* _TASK DIRECTIONS_: Set down the data below without change, skipping the pictures it holds.

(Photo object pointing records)
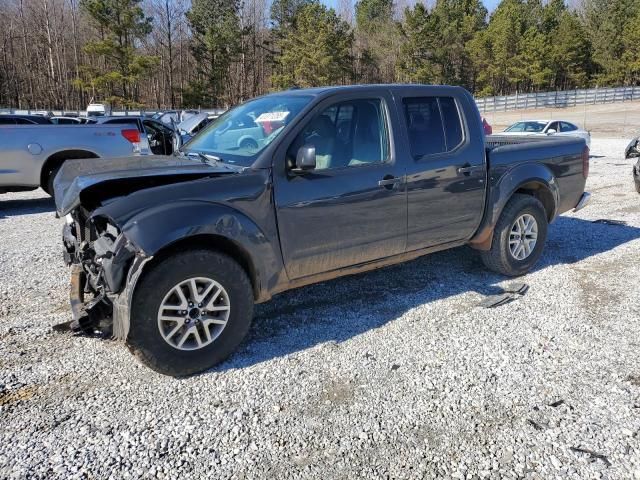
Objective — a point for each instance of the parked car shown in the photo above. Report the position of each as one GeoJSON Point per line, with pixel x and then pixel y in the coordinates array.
{"type": "Point", "coordinates": [160, 135]}
{"type": "Point", "coordinates": [98, 110]}
{"type": "Point", "coordinates": [633, 151]}
{"type": "Point", "coordinates": [6, 119]}
{"type": "Point", "coordinates": [488, 130]}
{"type": "Point", "coordinates": [355, 178]}
{"type": "Point", "coordinates": [66, 120]}
{"type": "Point", "coordinates": [31, 155]}
{"type": "Point", "coordinates": [548, 127]}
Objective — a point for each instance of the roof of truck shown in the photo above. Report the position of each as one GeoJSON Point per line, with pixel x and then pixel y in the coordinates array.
{"type": "Point", "coordinates": [342, 88]}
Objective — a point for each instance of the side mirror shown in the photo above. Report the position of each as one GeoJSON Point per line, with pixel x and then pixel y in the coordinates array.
{"type": "Point", "coordinates": [305, 158]}
{"type": "Point", "coordinates": [177, 141]}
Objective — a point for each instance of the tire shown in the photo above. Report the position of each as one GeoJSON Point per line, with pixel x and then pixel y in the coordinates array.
{"type": "Point", "coordinates": [154, 289]}
{"type": "Point", "coordinates": [500, 258]}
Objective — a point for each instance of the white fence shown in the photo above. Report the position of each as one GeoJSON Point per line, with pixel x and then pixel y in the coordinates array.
{"type": "Point", "coordinates": [79, 113]}
{"type": "Point", "coordinates": [558, 99]}
{"type": "Point", "coordinates": [522, 101]}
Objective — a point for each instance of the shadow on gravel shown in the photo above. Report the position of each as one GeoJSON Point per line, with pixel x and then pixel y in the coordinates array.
{"type": "Point", "coordinates": [30, 206]}
{"type": "Point", "coordinates": [346, 307]}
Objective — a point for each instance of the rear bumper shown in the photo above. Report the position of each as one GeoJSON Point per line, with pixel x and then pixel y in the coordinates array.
{"type": "Point", "coordinates": [583, 202]}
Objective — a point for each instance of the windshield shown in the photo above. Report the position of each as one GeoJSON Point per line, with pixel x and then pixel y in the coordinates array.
{"type": "Point", "coordinates": [242, 133]}
{"type": "Point", "coordinates": [531, 127]}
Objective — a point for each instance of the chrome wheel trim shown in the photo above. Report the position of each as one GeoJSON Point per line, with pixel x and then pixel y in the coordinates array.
{"type": "Point", "coordinates": [523, 237]}
{"type": "Point", "coordinates": [193, 313]}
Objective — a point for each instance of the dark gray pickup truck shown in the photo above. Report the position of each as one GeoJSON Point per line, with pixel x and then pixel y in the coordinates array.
{"type": "Point", "coordinates": [175, 251]}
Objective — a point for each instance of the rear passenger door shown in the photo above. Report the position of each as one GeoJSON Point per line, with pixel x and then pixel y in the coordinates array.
{"type": "Point", "coordinates": [446, 171]}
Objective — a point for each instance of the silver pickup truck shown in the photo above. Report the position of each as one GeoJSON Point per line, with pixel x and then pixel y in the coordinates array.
{"type": "Point", "coordinates": [31, 155]}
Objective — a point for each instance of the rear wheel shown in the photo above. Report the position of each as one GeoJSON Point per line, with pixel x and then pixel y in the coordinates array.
{"type": "Point", "coordinates": [190, 312]}
{"type": "Point", "coordinates": [519, 237]}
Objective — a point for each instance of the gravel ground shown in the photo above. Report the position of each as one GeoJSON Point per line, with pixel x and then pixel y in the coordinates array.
{"type": "Point", "coordinates": [394, 374]}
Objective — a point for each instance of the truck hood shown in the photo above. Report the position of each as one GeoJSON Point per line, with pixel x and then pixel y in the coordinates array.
{"type": "Point", "coordinates": [94, 180]}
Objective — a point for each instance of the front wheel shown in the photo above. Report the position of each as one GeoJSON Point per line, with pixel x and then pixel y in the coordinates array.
{"type": "Point", "coordinates": [519, 237]}
{"type": "Point", "coordinates": [190, 312]}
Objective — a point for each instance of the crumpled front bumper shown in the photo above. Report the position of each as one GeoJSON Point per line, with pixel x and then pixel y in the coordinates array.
{"type": "Point", "coordinates": [103, 278]}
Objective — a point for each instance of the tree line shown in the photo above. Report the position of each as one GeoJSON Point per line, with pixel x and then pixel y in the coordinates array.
{"type": "Point", "coordinates": [215, 53]}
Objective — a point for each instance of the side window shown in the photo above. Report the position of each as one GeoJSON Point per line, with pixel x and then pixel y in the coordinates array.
{"type": "Point", "coordinates": [425, 126]}
{"type": "Point", "coordinates": [452, 123]}
{"type": "Point", "coordinates": [347, 134]}
{"type": "Point", "coordinates": [24, 121]}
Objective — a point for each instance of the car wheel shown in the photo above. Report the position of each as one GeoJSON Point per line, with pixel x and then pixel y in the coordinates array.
{"type": "Point", "coordinates": [519, 237]}
{"type": "Point", "coordinates": [190, 312]}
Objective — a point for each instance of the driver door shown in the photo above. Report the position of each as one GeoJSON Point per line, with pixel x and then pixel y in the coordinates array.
{"type": "Point", "coordinates": [352, 208]}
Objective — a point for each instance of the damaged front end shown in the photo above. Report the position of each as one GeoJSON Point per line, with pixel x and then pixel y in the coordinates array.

* _WRITTEN ANSWER_:
Objective — a point for each instance of the parked car shown in the photo above. Report the position of each as one GeoJSON Point per line, with pixel x and then pixel y in the coordinates array.
{"type": "Point", "coordinates": [160, 135]}
{"type": "Point", "coordinates": [98, 110]}
{"type": "Point", "coordinates": [633, 151]}
{"type": "Point", "coordinates": [6, 119]}
{"type": "Point", "coordinates": [488, 130]}
{"type": "Point", "coordinates": [355, 178]}
{"type": "Point", "coordinates": [66, 120]}
{"type": "Point", "coordinates": [31, 155]}
{"type": "Point", "coordinates": [548, 127]}
Objective — a point for each instance of the roof of truck shown in the photo above. Report the position of each as one GeoJSON Point per line, with pixel x and then pixel y in the coordinates array.
{"type": "Point", "coordinates": [342, 88]}
Objective — a point for each instance of the side mirror shown in the photo above. Report the position of each as one GeoJSON Point per line, with pixel x and then pixel y in the coordinates array.
{"type": "Point", "coordinates": [305, 158]}
{"type": "Point", "coordinates": [177, 141]}
Objective — a point for each instance of the tire shown in the photo above. Report the position of each as one GeoJSON Point per line, with pixel x and then pixel y in the coordinates array.
{"type": "Point", "coordinates": [154, 289]}
{"type": "Point", "coordinates": [500, 258]}
Objective — a point for each instance of the white fence shown in the photo above. Report the position of each as one GeoJSON Point per line, with pixel x and then pixel y in the coordinates array.
{"type": "Point", "coordinates": [79, 113]}
{"type": "Point", "coordinates": [558, 99]}
{"type": "Point", "coordinates": [522, 101]}
Objective — a point for each instance of the shadow on gravel shown in the photo above. Report the position of each as one GeoJSON Point per line, with pixel x and then pixel y in the coordinates array.
{"type": "Point", "coordinates": [30, 206]}
{"type": "Point", "coordinates": [346, 307]}
Objective — a point for each instance of the rear bumper shown in the photo above. Report the position of each as one GeoJSON Point per line, with pixel x and then pixel y in the coordinates array.
{"type": "Point", "coordinates": [583, 202]}
Objective — a point for each instance of the windshield shown in the photo above. Report the position of each as one GeoJSON Point per line, with pixel x and then pixel y in the coordinates array.
{"type": "Point", "coordinates": [242, 133]}
{"type": "Point", "coordinates": [531, 127]}
Objective — a point for each instance of the chrome wheel trim shown in the photo above. Report the position of each as one GeoJSON Point per line, with pixel x and then pixel y in the coordinates array.
{"type": "Point", "coordinates": [523, 237]}
{"type": "Point", "coordinates": [193, 313]}
Objective — a point for each instance of the dark gray pickup truck shown in the photo above. Report the position of each as one GeoJSON Point per line, with pixel x and then pixel y in the coordinates array.
{"type": "Point", "coordinates": [175, 251]}
Objective — a point for each instance of the rear passenger door shown in the photo above. Report the position of each as one GeoJSON Point per line, with pixel x and then pixel y in the coordinates array.
{"type": "Point", "coordinates": [446, 171]}
Objective — a point for each instance of the silver pickup truck shown in the photo above. Report the position of each as one GeoJSON Point per line, with pixel x and then pixel y in the coordinates array.
{"type": "Point", "coordinates": [31, 155]}
Objective — a point for each instance of the rear wheel shown in the photo above. Report the position of each as one GeoJSON Point per line, with pixel x and then pixel y in the coordinates array.
{"type": "Point", "coordinates": [190, 312]}
{"type": "Point", "coordinates": [519, 237]}
Objective — a point for each instance of the gravel ground shown in the photo above. Report the position of each as one GeoJSON Point per line, with pixel x and then pixel y in the coordinates array.
{"type": "Point", "coordinates": [394, 374]}
Objective — a point for each instance of the truck hood shown in the photo above. Report the position of each as one GeoJSON Point per line, with pixel x and then pixel y in the coordinates array.
{"type": "Point", "coordinates": [94, 180]}
Objective — a point for each instance of the front wheel shown in the photo above. Report the position of each as one GeoJSON Point per line, with pixel x and then pixel y in the coordinates array.
{"type": "Point", "coordinates": [519, 237]}
{"type": "Point", "coordinates": [190, 312]}
Objective — a point for each instance of the crumpled front bumper shown in the photo above. Report the position of each as one GeoJSON Point per line, with pixel x and then pixel y in the coordinates array.
{"type": "Point", "coordinates": [103, 278]}
Objective — a point for each instance of the tree line shown in the photo above. Report the position of each as one GeoJSON Point per line, with pixel x and then pixel y in the coordinates array.
{"type": "Point", "coordinates": [215, 53]}
Objective — a point for each instance of the side window shown in the photo above. Report the position of each as one GeoJSON Point per line, with pixel x and then pixel y in the coordinates array.
{"type": "Point", "coordinates": [425, 126]}
{"type": "Point", "coordinates": [452, 123]}
{"type": "Point", "coordinates": [347, 134]}
{"type": "Point", "coordinates": [24, 121]}
Objective — a point for each instance of the car wheel shown in the photo above. Report the position of each as one GeoJSON Point per line, with pixel x and then pixel y in the coordinates array.
{"type": "Point", "coordinates": [519, 237]}
{"type": "Point", "coordinates": [190, 312]}
Objective — a point for each instance of the driver door shown in the photo above. Report the position of each as one GeoJSON Point per line, with pixel x and then pixel y in the coordinates array.
{"type": "Point", "coordinates": [352, 208]}
Objective — a point for each instance of the damaged front end shown in the photo above. Report the position of each as one GeoJSON Point per line, with pixel x and then pixel y in the coordinates array.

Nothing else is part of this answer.